Extract to read START
2) While code, what would happen without ground fault protection?

3) Why paralleling emergency switch-gear? I see it as expensive and less reliable. A gimmick if you will.
 

Russs57

Senior Member
Location
Miami, Florida, USA
Occupation
Maintenance Engineer
Take a quick look at the following links. I am making the assumption that fused mains equates to "bolted pressure contact switch". In certain applications, say an industrial plant where planned outages are not a problem and you have a qualified staff, I think they are the right choice. Just not for a hospital with staff that isn't as knowledgeable and an administration bent on constant 24/7/365 operation.

For example, are you aware that at least one manufacturer of bolted pressure contact switches requires that if it ever opens a fault it may not be returned to service without maintenance? Pretty much all of them require annual maintenance. That is going to require a complete shutdown of all POCO feeders in your designs. Good luck on getting any hospital to obey that.

http://apps.geindustrial.com/publib...OARDS?TNR=White Papers|GEAR-OR-BOARDS|generic

https://www.munichre.com/site/hsb/g...News/In-The-News/2016/main-switch-failure.pdf

Circuit breakers offer much longer service intervals. You don't have guys hunting for the proper fuse and needing to know where a torque wrench is. I have seen folks harm these switches and themselves but not knowing how to charge springs. Some people get in a downright panic mode and just can't think clearly. Keep in mind these switches are good for thousands of no load operations but relativity few full load operations. If they have ground fault protection they will be subjected to more full load breaks than is desired. Staff might not be knowledgeable enough to understand the need to open all downstream devices before closing. I have seen them fail and it isn't pretty. They tend to be "custom built" so it takes a lot of time for factory engineers to come in and re-engineer a solution or rebuild them on-site. Throw in portable generators, interruption of service cost, etc, and you are going to be looking at nearly a million bucks+ per incident. I'll gladly take the draw out breaker that I can talk most any idiot thru changing out.

Paralleling generator gear allows me the means to effectively double the capacity of my generators on loads that can be a delayed transfer, such as the equipment branch. I would never sign off on a single generator so the ability to parallel isn't that much of an extra cost.

You might be able to avoid ground fault requirements under the "less than 150 volts to ground" loophole but I don't think this is in the best interest of anyone. Well maybe it is in the best interest of bean counters that think catastrophic faults never happen and people are expendable commodities.

I mean my God people. EE's design far more robust electrical system for data and telecommunications sites than they do hospitals. Medical errors are now the third leading cause of death and it isn't just heart attacks and bacteria. System failures are a part of this. Damn the cost and the minimal requirements of code. Do what is right and just don't even offer them less than what is right. If every EE did so the field would be even. Sadly, one of these days, almost every one of us will end up in a hospital and be dependent on its ability to keep us alive. Lets do our part to make sure they have what it needs in an electrical infrastructure to keep us alive.
Extract to read END
Data for review START
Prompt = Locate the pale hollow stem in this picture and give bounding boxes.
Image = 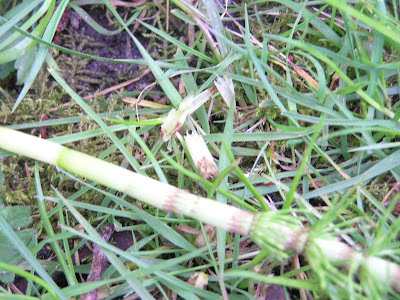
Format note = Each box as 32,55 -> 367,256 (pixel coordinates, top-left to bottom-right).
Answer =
309,238 -> 400,292
0,127 -> 255,235
0,126 -> 400,292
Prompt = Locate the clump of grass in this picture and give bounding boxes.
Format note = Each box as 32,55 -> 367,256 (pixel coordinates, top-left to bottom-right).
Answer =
0,0 -> 400,299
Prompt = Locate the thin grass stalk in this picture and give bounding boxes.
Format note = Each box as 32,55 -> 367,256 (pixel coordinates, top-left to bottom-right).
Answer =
0,127 -> 400,292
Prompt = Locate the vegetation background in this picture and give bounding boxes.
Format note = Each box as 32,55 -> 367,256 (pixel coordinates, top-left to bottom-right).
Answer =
0,0 -> 400,299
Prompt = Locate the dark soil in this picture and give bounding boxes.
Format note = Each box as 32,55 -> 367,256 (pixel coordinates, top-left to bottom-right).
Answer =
54,6 -> 154,96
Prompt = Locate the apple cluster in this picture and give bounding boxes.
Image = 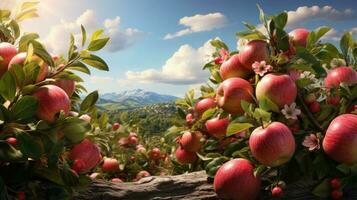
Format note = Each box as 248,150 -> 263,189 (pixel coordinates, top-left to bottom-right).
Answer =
176,6 -> 357,200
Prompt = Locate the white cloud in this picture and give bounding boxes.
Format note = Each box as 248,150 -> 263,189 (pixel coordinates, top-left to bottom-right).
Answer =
164,12 -> 228,40
89,76 -> 114,84
44,10 -> 143,54
287,6 -> 354,28
126,41 -> 215,85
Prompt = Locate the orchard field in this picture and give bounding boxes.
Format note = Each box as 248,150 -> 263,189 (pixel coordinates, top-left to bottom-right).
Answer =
0,2 -> 357,200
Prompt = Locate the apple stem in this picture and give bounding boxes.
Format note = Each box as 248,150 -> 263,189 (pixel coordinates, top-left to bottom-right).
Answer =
297,94 -> 323,131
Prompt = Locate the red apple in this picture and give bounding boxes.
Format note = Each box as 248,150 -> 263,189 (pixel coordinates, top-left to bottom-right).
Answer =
325,66 -> 357,88
255,74 -> 297,108
186,113 -> 193,126
309,101 -> 321,113
180,131 -> 202,152
175,147 -> 197,164
216,78 -> 253,115
195,98 -> 217,116
128,136 -> 138,145
205,117 -> 229,139
271,186 -> 283,197
289,28 -> 310,47
79,114 -> 92,123
213,158 -> 260,200
149,147 -> 161,160
112,122 -> 120,131
326,96 -> 341,106
136,170 -> 151,180
322,114 -> 357,164
110,178 -> 123,183
6,137 -> 17,148
69,139 -> 101,173
219,54 -> 251,80
249,122 -> 295,167
0,42 -> 17,77
238,40 -> 269,71
9,52 -> 48,84
102,158 -> 119,172
54,79 -> 76,97
33,85 -> 71,123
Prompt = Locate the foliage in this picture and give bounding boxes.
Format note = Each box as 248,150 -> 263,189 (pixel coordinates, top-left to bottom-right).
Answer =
173,4 -> 357,197
0,2 -> 109,199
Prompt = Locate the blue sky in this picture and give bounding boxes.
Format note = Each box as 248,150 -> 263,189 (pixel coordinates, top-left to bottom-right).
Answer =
2,0 -> 357,96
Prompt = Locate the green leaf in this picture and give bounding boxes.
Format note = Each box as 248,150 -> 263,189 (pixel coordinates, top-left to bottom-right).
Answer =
210,40 -> 228,50
99,113 -> 108,129
80,91 -> 99,113
82,54 -> 109,71
90,29 -> 104,41
273,12 -> 288,29
340,32 -> 354,58
67,61 -> 91,75
296,47 -> 326,77
0,71 -> 16,101
312,179 -> 331,198
30,40 -> 55,66
226,123 -> 254,136
10,96 -> 38,121
19,33 -> 40,52
0,141 -> 22,161
81,25 -> 87,47
88,37 -> 109,51
16,132 -> 41,160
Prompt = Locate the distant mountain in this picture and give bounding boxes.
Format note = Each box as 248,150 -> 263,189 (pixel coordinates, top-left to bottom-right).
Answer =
98,89 -> 178,110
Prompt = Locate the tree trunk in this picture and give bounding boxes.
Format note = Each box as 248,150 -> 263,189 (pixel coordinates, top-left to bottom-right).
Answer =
73,171 -> 217,200
73,171 -> 357,200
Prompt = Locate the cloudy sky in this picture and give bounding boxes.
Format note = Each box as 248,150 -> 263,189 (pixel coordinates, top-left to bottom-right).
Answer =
0,0 -> 357,96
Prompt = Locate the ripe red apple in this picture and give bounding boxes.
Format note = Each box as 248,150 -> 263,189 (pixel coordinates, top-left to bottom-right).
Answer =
186,113 -> 193,126
69,139 -> 101,173
9,52 -> 48,84
195,98 -> 217,116
0,42 -> 17,77
216,78 -> 253,115
102,158 -> 119,172
128,136 -> 138,145
112,122 -> 120,131
322,114 -> 357,164
136,170 -> 151,181
219,54 -> 252,80
6,137 -> 17,148
213,158 -> 260,200
255,74 -> 297,108
33,85 -> 71,123
309,101 -> 321,113
110,178 -> 123,183
271,186 -> 283,197
179,131 -> 202,152
249,122 -> 295,167
205,117 -> 229,139
238,40 -> 269,71
325,66 -> 357,88
54,79 -> 76,97
289,28 -> 310,47
79,114 -> 92,123
175,147 -> 197,164
149,147 -> 161,160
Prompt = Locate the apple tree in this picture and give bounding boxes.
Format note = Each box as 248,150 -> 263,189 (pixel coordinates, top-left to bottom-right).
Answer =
172,6 -> 357,200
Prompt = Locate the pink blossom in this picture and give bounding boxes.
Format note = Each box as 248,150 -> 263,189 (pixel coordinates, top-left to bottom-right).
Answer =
252,60 -> 273,76
302,134 -> 320,151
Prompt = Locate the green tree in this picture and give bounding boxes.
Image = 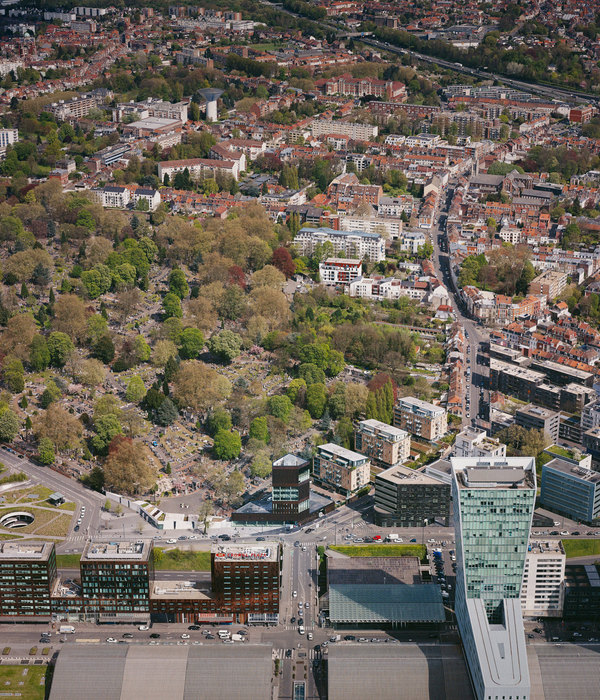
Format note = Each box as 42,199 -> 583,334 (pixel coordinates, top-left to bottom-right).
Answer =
208,330 -> 242,362
2,356 -> 25,394
206,406 -> 232,435
169,268 -> 190,299
179,328 -> 204,360
29,334 -> 50,372
38,438 -> 56,464
125,374 -> 146,403
0,406 -> 21,442
163,292 -> 183,318
48,331 -> 75,367
248,416 -> 269,445
306,384 -> 327,419
267,395 -> 294,423
213,430 -> 242,460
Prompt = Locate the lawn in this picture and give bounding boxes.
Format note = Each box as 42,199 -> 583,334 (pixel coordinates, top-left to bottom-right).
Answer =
329,544 -> 427,561
56,554 -> 81,569
562,540 -> 600,559
0,504 -> 73,537
154,547 -> 210,571
0,665 -> 47,700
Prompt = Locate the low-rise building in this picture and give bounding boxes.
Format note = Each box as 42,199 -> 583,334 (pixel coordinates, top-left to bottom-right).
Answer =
453,426 -> 506,457
394,396 -> 448,442
354,419 -> 410,467
521,540 -> 567,618
375,465 -> 451,527
313,442 -> 371,496
515,404 -> 560,442
540,458 -> 600,523
319,258 -> 362,286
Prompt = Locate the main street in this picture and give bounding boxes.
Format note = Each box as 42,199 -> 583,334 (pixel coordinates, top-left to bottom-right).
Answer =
430,181 -> 489,425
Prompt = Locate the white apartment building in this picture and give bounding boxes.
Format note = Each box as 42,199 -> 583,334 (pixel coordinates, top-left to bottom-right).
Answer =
340,216 -> 404,240
452,426 -> 506,458
91,185 -> 131,209
294,228 -> 385,262
319,258 -> 362,285
311,119 -> 379,141
521,540 -> 566,617
0,129 -> 19,158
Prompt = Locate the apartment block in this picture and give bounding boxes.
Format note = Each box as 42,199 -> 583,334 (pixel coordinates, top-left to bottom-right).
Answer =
515,404 -> 560,442
311,119 -> 379,141
0,540 -> 56,622
80,540 -> 154,622
210,542 -> 281,616
521,540 -> 567,617
453,426 -> 506,458
319,258 -> 362,285
0,129 -> 19,158
354,420 -> 410,467
529,269 -> 568,301
375,465 -> 450,527
394,396 -> 448,442
313,442 -> 371,496
294,228 -> 385,262
540,458 -> 600,523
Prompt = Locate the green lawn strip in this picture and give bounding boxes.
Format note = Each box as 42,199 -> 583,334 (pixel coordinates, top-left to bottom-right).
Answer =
329,544 -> 427,561
154,547 -> 210,571
0,665 -> 47,700
562,540 -> 600,559
56,554 -> 81,569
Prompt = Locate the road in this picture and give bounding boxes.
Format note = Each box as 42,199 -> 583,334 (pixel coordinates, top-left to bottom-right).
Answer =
0,447 -> 105,553
430,184 -> 489,426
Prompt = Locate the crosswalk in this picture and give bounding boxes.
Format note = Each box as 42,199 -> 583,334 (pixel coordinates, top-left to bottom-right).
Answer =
273,647 -> 322,661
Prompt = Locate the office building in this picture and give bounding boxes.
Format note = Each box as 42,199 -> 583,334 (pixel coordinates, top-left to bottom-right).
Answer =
451,457 -> 536,700
294,227 -> 385,262
319,258 -> 362,285
313,442 -> 371,496
79,540 -> 154,622
453,426 -> 506,458
231,453 -> 335,525
0,540 -> 56,622
563,564 -> 600,623
394,396 -> 448,442
521,540 -> 567,617
271,454 -> 310,521
515,404 -> 560,442
354,420 -> 410,467
210,542 -> 282,622
375,465 -> 450,527
540,457 -> 600,523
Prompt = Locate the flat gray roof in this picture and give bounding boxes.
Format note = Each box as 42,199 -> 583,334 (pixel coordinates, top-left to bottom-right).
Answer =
328,643 -> 474,700
50,644 -> 273,700
329,583 -> 446,624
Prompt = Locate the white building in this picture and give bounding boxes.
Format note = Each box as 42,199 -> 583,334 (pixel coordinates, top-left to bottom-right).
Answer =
311,119 -> 379,141
92,185 -> 131,209
340,216 -> 403,240
521,540 -> 567,617
319,258 -> 362,285
294,228 -> 385,262
452,426 -> 506,457
0,129 -> 19,158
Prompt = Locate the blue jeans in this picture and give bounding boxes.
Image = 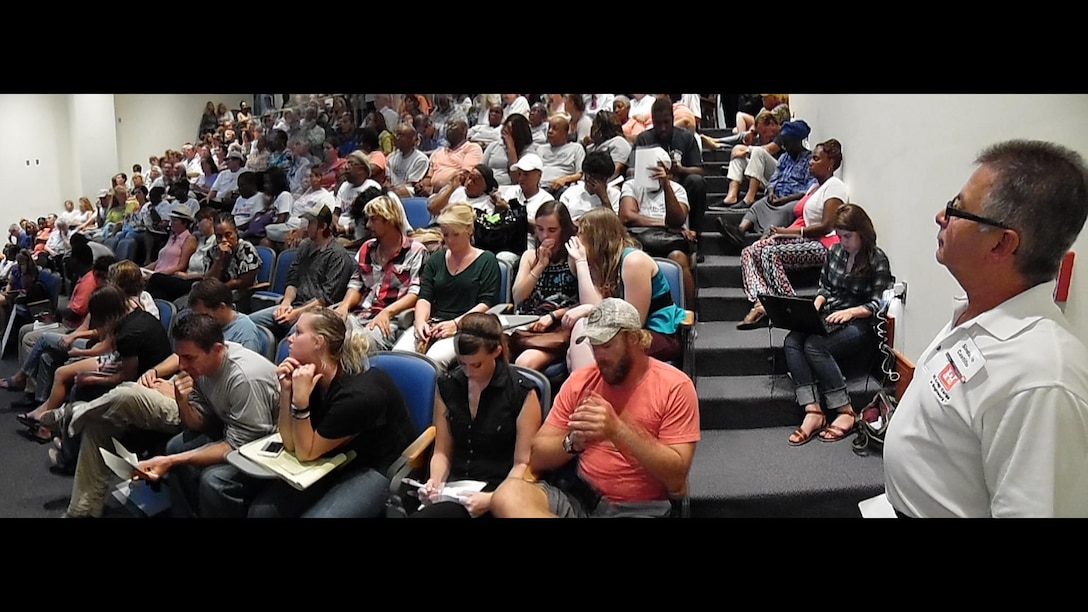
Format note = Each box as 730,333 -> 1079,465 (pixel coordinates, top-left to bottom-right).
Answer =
782,320 -> 876,411
249,464 -> 390,518
166,430 -> 255,518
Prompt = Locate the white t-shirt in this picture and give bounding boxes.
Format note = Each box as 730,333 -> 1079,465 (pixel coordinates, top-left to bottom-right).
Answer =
231,193 -> 268,225
559,181 -> 621,221
211,170 -> 242,200
504,96 -> 529,118
801,176 -> 850,235
620,181 -> 688,228
385,149 -> 428,187
536,143 -> 585,185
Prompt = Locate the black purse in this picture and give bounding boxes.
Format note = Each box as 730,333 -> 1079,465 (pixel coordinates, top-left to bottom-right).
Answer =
Data for review END
### [Goal of the exercise]
Please copy the stretch of the hospital switchgear post above from "Paralleling generator gear" through "an extra cost.".

### [Response]
Paralleling generator gear allows me the means to effectively double the capacity of my generators on loads that can be a delayed transfer, such as the equipment branch. I would never sign off on a single generator so the ability to parallel isn't that much of an extra cost.